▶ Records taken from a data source
══════════

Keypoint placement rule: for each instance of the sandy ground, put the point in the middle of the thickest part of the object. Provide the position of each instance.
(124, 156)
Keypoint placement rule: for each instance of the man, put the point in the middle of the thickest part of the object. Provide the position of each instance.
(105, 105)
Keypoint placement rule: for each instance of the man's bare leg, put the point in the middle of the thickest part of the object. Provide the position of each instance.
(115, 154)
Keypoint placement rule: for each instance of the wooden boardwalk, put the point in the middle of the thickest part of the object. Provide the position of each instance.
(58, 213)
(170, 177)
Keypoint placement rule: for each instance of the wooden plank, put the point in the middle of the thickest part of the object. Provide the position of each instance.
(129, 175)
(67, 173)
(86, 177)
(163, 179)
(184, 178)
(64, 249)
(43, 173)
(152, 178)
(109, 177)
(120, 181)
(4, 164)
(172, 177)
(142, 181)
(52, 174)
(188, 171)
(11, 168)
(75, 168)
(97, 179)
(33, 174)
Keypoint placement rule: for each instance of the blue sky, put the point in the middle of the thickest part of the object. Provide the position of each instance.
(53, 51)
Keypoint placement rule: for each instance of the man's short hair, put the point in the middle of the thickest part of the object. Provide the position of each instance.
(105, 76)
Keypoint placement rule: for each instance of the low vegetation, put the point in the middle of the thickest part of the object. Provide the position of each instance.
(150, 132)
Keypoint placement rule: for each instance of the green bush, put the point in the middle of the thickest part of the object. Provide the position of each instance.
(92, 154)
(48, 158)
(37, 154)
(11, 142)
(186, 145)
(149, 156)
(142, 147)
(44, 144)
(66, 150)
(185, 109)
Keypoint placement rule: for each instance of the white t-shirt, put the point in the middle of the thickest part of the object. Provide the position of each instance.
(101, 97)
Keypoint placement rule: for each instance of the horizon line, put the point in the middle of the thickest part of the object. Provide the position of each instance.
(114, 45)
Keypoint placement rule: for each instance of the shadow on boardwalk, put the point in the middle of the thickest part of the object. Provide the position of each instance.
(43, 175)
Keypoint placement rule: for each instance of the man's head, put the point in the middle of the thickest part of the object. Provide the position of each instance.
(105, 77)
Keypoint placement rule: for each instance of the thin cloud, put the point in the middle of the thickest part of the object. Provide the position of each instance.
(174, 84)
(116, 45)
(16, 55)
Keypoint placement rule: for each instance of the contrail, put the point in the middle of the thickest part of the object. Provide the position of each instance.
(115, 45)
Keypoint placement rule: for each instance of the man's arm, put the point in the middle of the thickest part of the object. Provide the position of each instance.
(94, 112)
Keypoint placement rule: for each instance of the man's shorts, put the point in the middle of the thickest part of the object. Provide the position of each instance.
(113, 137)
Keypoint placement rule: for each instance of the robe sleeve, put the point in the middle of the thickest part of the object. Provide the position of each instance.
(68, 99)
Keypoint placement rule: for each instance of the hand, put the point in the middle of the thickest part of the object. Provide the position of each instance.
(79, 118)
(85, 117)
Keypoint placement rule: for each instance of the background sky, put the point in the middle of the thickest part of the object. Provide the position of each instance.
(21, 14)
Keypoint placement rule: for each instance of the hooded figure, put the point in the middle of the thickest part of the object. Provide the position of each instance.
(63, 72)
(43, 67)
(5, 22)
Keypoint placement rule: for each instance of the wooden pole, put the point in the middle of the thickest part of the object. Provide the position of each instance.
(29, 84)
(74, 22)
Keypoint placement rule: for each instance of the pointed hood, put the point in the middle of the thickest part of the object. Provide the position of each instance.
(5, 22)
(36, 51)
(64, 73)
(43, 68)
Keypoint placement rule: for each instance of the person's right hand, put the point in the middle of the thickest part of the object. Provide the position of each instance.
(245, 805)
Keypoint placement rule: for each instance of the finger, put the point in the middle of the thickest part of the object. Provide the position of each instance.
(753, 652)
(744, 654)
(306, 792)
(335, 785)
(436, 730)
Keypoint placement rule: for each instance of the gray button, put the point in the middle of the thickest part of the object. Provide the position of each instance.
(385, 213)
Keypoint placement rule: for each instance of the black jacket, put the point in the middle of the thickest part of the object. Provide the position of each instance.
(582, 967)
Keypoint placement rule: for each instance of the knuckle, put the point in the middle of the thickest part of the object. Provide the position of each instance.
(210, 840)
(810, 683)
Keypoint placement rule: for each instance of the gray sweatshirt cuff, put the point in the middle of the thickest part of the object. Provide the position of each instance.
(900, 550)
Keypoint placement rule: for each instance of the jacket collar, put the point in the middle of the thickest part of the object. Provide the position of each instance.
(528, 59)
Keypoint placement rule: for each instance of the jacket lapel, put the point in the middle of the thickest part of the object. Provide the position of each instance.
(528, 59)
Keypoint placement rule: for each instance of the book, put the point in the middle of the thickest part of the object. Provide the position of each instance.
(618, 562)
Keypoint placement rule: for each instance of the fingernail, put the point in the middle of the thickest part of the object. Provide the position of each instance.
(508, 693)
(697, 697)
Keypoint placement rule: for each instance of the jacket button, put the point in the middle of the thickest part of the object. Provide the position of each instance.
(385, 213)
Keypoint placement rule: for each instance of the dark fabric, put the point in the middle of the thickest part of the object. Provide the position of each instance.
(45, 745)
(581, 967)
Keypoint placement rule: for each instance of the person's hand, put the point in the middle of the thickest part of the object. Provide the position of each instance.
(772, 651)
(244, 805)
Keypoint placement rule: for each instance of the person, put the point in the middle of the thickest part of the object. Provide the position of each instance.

══════════

▶ Goal
Reproduce every line of the material above word for word, in the same order.

▶ Reply
Keypoint placement rule: for each instance of the sandy ground, put the point in the middle of the thickest part of the object. Provide the position of each instance.
(124, 156)
Keypoint placement rule: for each instance of the man, put the point in the middle of the thickest part of the object. Provide the position of each instance.
(105, 105)
Keypoint placement rule: for each instance of the man's bare leg, put the point in the middle of the thickest part of the object. Provide the position of each instance.
(115, 154)
Keypoint placement rule: for each instance of the wooden boardwalk, put the point in the middle of the thickest part of the object. Provide the position of each instance.
(58, 213)
(170, 177)
Keypoint placement rule: for each instance of the wooden plank, put the point in the middle of the thickest part of the object. Provide the position of each instance.
(129, 175)
(67, 173)
(86, 177)
(163, 179)
(184, 178)
(64, 249)
(43, 173)
(152, 178)
(109, 177)
(120, 181)
(4, 164)
(172, 177)
(142, 181)
(52, 174)
(188, 171)
(11, 168)
(75, 168)
(97, 179)
(33, 174)
Keypoint placement rule: for each instance of the blue sky, put the point in the middle of the thickest part of the object. Provide the position of each instance.
(53, 51)
Keypoint placement rule: for each instance of the man's short hair, put the point in the middle of the thickest part of the object. Provide the position of each instance.
(105, 76)
Keypoint placement rule: for each instance of the low vegetation, put the point in the middle of the thickest part of the object. Provide the position of each instance.
(150, 132)
Keypoint placement rule: for each instance of the green bush, put the point in the middle of the thickest part of the object. Provide the position of each instance.
(92, 154)
(48, 158)
(37, 154)
(11, 142)
(186, 145)
(149, 156)
(142, 147)
(44, 144)
(66, 150)
(185, 109)
Keypoint placement rule: for each instance of the white t-shirt, put the point in the middle of the thickest part of the object. Provide the position of each instance.
(101, 97)
Keypoint placement rule: for each instance of the horizon line, put the point in the middle of the thickest part of the object. Provide the position of each instance.
(114, 45)
Keypoint placement rule: for each instance of the shadow on boardwalk, put the point in the middle of the thickest part of the object. Provide the position of each instance.
(43, 175)
Keypoint placement rule: for each instance of the man's head, put the point in the middle of the thickest part of the object. Provide the position of each instance.
(105, 77)
Keypoint placement rule: for each instance of the thin cloud, put the point in the middle of the thickest part of the object. Provide the position of each instance.
(174, 84)
(116, 45)
(16, 55)
Keypoint placement rule: for each instance of the contrail, put the point in the middle of the thickest part of the object. Provide the position of each instance.
(115, 45)
Keypoint placement rule: for each instance of the man's arm, put the point in the middle of the thickest part of the object. Provide the position of each instance.
(94, 112)
Keypoint placement rule: for each instance of the man's shorts, put the point in the middle of the thickest part of the object. Provide the position of each instance.
(113, 137)
Keypoint placement rule: for each instance of the robe sleeve, put the point in the middle of the thickest part of the object. Provide the position of each instance.
(68, 99)
Keypoint placement rule: for each instance of the hand, put the point in the middle of the thickest part of the object. Provide the position of each instance.
(79, 118)
(85, 117)
Keypoint placement rule: for each instance of the background sky, put the point in the middle of the thickest part of the object. Provide the position of each instance.
(21, 14)
Keypoint placement rule: for each instance of the hooded figure, put the point in the middle of the thickest part of the object. Provide the position of each instance.
(63, 72)
(43, 67)
(5, 22)
Keypoint placement rule: for each instance of the wooden pole, put the point in the middle of the thickest part of the object. Provide the position of each instance.
(29, 84)
(74, 22)
Keypoint placement rule: for each instance of the pointed hood, put the point in the middle of the thickest part of the object. Provide the position of each instance.
(5, 22)
(36, 51)
(64, 73)
(43, 68)
Keypoint placement rule: for each instance of the person's right hand, put the point in the middle of the thickest part of the object. Provide the position of each instance.
(245, 805)
Keypoint placement rule: for each instance of the finger, put the point in the middle of the thickest part of the object. Provide the position of each instance.
(753, 652)
(744, 654)
(306, 792)
(335, 785)
(436, 730)
Keypoint placement rule: for each instance of the gray button, put the point in the middle of the thickest part of the object. Provide the position of each instance.
(385, 213)
Keypoint placement rule: for each instance of the black jacket, put the point in the middle of the thickest part of the object. Provide the position of each instance.
(582, 967)
Keypoint placement rule: for each instance of the knuckle, put the point in the middle of the thickest part of the object. Provide the position of each instance.
(210, 840)
(810, 683)
Keypoint placement rule: for each instance of the gray sweatshirt cuff, put the point in the middle of the thickest part of the object. Provide the position of each instance.
(900, 550)
Keypoint placement rule: for each instance of the jacket collar, put the point in the middle of the thickest part of the object. Provide the position of each instance.
(528, 59)
Keypoint placement rule: for each instance of the jacket lapel, put the point in the middle of the thickest part of the object. Provide the position of each instance.
(528, 59)
Keypoint placement rule: for each instance of the book, put the point in the middle of the thickest part of the object. Provide the position of each instance.
(618, 562)
Keypoint placement rule: for each instance of the fingernail, put the point in the middle of the thickest part of the object. Provide the position of each instance.
(508, 693)
(697, 697)
Keypoint placement rule: for each instance of the jacket button, put the point in the middle of the thickest part of the object. Provide the position of each instance.
(385, 213)
Keypoint placement rule: for each instance of the dark fabric, put the point in the middle of the thickest part of the object. Provide the position of each instance.
(45, 745)
(581, 967)
Keypoint placement rule: for each instance of the person's hand, put the point in the middle of the thickest part of the object. Provide the position of each instance.
(772, 651)
(244, 805)
Keypoint placement rule: for each instance of the person, put the point in the middle of the thickest part of the object. Provide the position of each instance.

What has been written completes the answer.